STATED TASK → Copy out only the span from the line with "sample: [248, 323]." to the end of the data, both ends kept, word for word.
** begin THE INPUT **
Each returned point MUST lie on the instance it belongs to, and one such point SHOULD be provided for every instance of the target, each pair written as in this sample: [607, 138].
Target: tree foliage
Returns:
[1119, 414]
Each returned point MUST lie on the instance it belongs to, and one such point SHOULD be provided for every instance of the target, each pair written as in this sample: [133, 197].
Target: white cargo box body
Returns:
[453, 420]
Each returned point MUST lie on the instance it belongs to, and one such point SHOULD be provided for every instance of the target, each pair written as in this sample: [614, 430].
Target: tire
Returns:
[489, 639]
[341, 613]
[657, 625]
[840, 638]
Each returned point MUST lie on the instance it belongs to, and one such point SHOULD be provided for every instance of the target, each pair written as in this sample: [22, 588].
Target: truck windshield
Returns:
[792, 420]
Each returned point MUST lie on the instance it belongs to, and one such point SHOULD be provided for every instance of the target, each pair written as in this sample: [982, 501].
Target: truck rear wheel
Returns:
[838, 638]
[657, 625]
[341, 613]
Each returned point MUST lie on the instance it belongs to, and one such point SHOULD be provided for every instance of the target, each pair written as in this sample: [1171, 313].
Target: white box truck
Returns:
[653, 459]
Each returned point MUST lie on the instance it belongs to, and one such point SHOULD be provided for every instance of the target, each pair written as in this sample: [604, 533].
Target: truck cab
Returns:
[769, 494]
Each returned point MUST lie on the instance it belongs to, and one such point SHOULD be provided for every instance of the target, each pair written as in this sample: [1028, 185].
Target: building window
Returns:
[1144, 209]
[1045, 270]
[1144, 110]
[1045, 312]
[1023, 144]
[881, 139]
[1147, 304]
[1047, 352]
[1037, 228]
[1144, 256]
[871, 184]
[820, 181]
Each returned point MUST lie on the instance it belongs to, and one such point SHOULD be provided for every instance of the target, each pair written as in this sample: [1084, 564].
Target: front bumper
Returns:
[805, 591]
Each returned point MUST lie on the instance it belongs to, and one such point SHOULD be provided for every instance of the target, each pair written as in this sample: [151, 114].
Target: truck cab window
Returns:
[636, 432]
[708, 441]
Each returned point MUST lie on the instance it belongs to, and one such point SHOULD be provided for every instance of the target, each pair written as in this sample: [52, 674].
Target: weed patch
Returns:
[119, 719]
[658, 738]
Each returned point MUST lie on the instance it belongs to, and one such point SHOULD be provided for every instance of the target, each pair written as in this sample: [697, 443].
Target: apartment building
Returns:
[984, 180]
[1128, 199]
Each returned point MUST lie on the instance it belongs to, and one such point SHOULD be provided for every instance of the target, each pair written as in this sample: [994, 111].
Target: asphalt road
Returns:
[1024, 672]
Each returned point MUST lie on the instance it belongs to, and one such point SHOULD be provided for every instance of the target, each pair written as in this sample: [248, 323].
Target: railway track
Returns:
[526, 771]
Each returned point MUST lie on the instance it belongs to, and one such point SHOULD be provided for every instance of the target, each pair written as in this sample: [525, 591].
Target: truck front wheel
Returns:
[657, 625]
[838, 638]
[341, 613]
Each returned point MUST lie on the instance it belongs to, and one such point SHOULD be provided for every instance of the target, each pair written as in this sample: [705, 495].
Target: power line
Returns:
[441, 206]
** end THE INPUT **
WRITTEN RESPONSE →
Each returned point MUST lie on the instance it belongs to, and one such point SHOULD be provided for every instance of the target, each pair written as in this sample: [248, 323].
Target: railway track
Returns:
[526, 771]
Each returned point MUST lie on the instance it belongs to, and one such point SHOULD be provided for every instance of the target, each pair written as in this sample: [525, 591].
Target: truck front wheel
Returns:
[657, 625]
[838, 638]
[341, 613]
Each returned point MUST lie on the instance it belongs to, and one such point SHOULD be provided for every instance of the target, each pair written as in this sample: [705, 495].
Target: power line
Returns:
[441, 206]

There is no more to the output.